During those interviews, Torres’ mother said she was unaware of his death, and that she had not talked to him since he ran away from home at age 17.
“He just didn’t like living with us,” his mother said. “We were a religious family, and he didn’t like going to church. We looked for him for years. He never came home.” She acknowledged her church taught against homosexuality. “It probably did,” she said. “I think most churches do.”
On the second day, the mother called back, demanding under threat of legal action that her name not be used in any story about her son because of the potential embarrassment being associatd with Torres and his troubled life and death could cause her.
“I have relatives living in Texas and friends all over the country,” she said. “I don’t want them to know about it.”
When advised that the funeral home needed permission to cremate his body, she asked, “Who is going to pay for it?” After learning that Torres had owned a home that sat on commercial property that someone wanted to buy, she asked, “Who will get the money?”
The potential buyer told Torres’ stepsister that the dead man’s mother called him the same night she learned about his death and the existence of his property, demanding a substantially higher price than he was willing to pay, according to Wood. When he explained the house would have to be torn down because of its deteriorated state, the buyer told Wood, Torres mother said she planned to immediately list it with a real estate agency if he failed to meet her price.
Torres’ mother said as a toddler her son seemed hyperactive, almost angry, bouncing and banging his hands on the bedding. As a young child he and a friend started a fire in the garage, she said, and he and some friends stole a vehicle as teenagers and drove it to another state. Wood offered a different story, though, saying the vehicle belonged to Torres’ adoptive father, and that it was more of a prank and a lark than a theft.
Still, his mother said, “My first husband and I wondered if there was something wrong with him.”
When asked if she disowned Torres because he was gay and HIV-positive, she said, “Who told you that?” Advised that Torres told several friends of their estrangement and the reason for it, she said, “I don’t remember that. I don’t remember things well anymore. I have a disability.”
Torres’ mother said she remembers her adopted son was taunted at school by kids who accused him of being black because of his dark coloring. In fact, he was of native Hawaiian descent, she said. “He came home from school upset about that,” she said. “I told him he wasn’t black, but it bothered him.”

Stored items

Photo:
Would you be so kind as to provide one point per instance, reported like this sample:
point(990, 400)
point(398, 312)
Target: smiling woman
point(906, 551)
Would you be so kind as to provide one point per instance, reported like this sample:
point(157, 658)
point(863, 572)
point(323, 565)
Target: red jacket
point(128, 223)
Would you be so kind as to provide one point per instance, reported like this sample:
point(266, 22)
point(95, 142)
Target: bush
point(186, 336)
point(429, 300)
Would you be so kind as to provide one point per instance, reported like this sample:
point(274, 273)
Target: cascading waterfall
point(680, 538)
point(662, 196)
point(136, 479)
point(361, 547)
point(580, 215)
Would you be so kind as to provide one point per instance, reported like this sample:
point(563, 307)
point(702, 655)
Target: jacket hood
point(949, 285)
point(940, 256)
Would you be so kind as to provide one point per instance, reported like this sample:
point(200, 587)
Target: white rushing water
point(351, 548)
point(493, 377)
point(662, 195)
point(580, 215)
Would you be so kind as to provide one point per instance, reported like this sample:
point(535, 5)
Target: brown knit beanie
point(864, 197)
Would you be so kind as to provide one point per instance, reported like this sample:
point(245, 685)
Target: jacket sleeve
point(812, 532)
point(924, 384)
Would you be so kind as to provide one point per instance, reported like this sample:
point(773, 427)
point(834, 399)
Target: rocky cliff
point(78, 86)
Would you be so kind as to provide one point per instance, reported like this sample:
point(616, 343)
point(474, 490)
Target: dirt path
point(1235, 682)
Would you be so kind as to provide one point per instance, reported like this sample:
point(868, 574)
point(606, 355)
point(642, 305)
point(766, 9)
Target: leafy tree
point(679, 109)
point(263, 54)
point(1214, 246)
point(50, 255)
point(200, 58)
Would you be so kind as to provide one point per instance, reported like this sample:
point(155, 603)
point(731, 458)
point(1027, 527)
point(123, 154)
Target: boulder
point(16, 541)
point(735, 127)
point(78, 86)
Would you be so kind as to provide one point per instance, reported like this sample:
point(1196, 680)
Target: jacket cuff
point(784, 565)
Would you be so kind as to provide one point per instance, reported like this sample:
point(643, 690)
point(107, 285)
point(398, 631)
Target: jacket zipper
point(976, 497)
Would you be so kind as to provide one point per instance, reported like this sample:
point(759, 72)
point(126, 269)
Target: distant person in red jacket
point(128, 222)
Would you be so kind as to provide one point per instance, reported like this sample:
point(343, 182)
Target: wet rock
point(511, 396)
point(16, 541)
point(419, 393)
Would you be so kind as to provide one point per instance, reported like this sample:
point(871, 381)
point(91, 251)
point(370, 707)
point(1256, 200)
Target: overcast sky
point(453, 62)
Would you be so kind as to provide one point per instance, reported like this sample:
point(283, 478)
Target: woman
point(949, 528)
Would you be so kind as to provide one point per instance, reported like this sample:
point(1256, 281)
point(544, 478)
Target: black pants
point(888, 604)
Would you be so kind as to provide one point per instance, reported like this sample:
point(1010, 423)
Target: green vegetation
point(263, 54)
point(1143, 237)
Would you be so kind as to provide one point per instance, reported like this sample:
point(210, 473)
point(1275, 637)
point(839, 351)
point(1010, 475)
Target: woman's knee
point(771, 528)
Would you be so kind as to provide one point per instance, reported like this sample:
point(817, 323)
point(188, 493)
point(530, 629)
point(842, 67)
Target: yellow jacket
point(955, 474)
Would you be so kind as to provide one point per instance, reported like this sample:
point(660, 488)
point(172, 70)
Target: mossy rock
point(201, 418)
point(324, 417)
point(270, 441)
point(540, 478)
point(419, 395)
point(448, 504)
---
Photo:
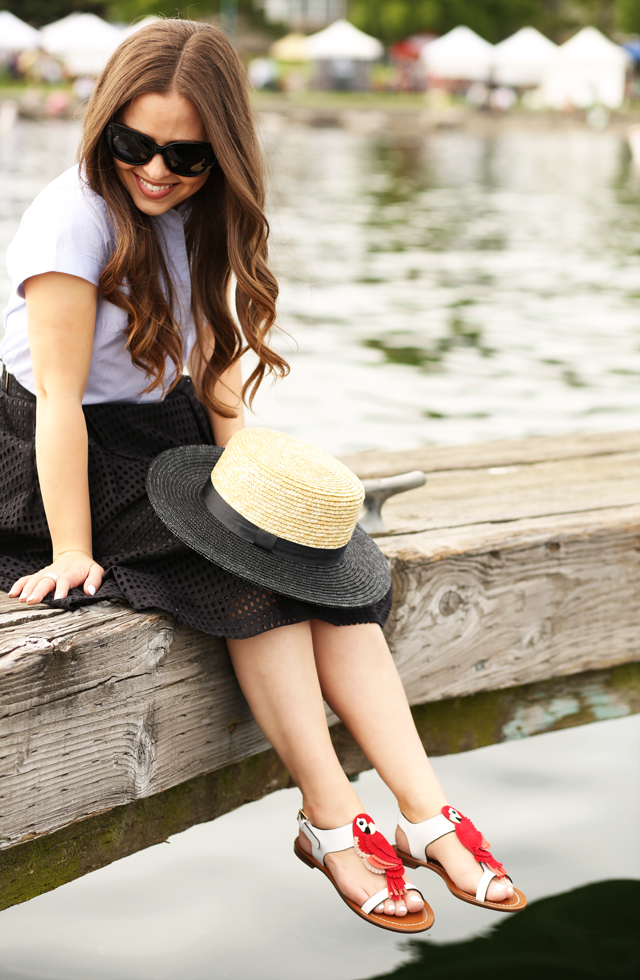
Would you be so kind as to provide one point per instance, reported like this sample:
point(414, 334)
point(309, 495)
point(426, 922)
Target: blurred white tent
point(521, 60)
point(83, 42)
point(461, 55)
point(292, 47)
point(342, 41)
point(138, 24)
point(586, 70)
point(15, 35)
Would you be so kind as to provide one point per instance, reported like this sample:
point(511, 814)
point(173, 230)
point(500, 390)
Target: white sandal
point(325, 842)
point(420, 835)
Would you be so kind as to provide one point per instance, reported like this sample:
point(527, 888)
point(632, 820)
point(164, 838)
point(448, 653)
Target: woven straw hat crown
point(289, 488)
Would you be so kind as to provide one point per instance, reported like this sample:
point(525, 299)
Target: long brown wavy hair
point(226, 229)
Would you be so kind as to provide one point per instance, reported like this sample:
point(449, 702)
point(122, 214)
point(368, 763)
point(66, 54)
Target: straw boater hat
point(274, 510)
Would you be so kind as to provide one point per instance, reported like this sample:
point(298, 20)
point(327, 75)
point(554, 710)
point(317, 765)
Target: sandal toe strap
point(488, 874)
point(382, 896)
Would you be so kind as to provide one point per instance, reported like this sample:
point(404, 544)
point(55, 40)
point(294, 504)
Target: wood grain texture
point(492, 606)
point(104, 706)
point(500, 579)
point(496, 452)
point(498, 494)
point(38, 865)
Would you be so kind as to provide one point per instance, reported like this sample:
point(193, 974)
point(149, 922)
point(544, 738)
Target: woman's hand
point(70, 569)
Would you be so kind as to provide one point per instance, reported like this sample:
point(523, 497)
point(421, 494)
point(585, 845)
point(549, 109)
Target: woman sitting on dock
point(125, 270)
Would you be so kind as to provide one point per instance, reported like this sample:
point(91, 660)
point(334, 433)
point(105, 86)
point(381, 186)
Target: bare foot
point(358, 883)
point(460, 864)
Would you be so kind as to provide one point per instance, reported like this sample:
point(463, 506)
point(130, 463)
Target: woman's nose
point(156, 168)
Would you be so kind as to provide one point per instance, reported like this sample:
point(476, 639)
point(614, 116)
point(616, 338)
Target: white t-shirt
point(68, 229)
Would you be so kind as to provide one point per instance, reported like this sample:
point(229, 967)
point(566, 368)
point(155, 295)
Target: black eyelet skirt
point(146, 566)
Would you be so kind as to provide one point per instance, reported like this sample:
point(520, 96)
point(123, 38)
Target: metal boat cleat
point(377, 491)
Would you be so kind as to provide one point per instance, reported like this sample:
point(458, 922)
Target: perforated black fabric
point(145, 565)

Task directions: Carry on the account of Torres and his estranged mother, picking up right after its final sentence.

Response to the exercise:
His mother said she heard her son was living in San Francisco in his 20s with a psychiatrist, and she heard that he was gay and later that he was sick. “I didn’t know what was wrong with him,” she said.
Wood claimed that her stepmother and father never looked for Torres, and that they knew well the nature of his ailments.  His mother abandoned him, she said. “My God, even in death she will deny the connection,” Wood declared, after hearing her stepmother’s version of Torres’ life.
Wood said one of her biggest regrets now is that Torres will only be remembered for the tragic way he died and his suffering from mental illness and HIV-related issues.
“He was fun,” she said of her stepbrother. “He was the best. I will always wonder if Jimmy’s life would not have been so tragic if she had not abandoned him. ”
Lisa Kaii, a lifelong friend of Wood’s and her stepbrother, confirmed the account of Torres as a teenager and his mother. “He was so much fun,” Kaii said. “He was always laughing and making us laugh. He made up jokes and songs all of the time. His mother was crazy. We didn’t like to be around her.”
Wood said her biggest goal now is to see her stepbrother’s body treated with the dignity he deserved in the absence of a funeral or memorial service. She received good news to that end March 1.
“We’re almost there,” Wood said. “I just received an email his mother signed permission to cremate. Maybe soon he’ll be at peace. Jimmy’s life did matter.”
This article appeared in the Dallas Voice print edition March 4, 2016.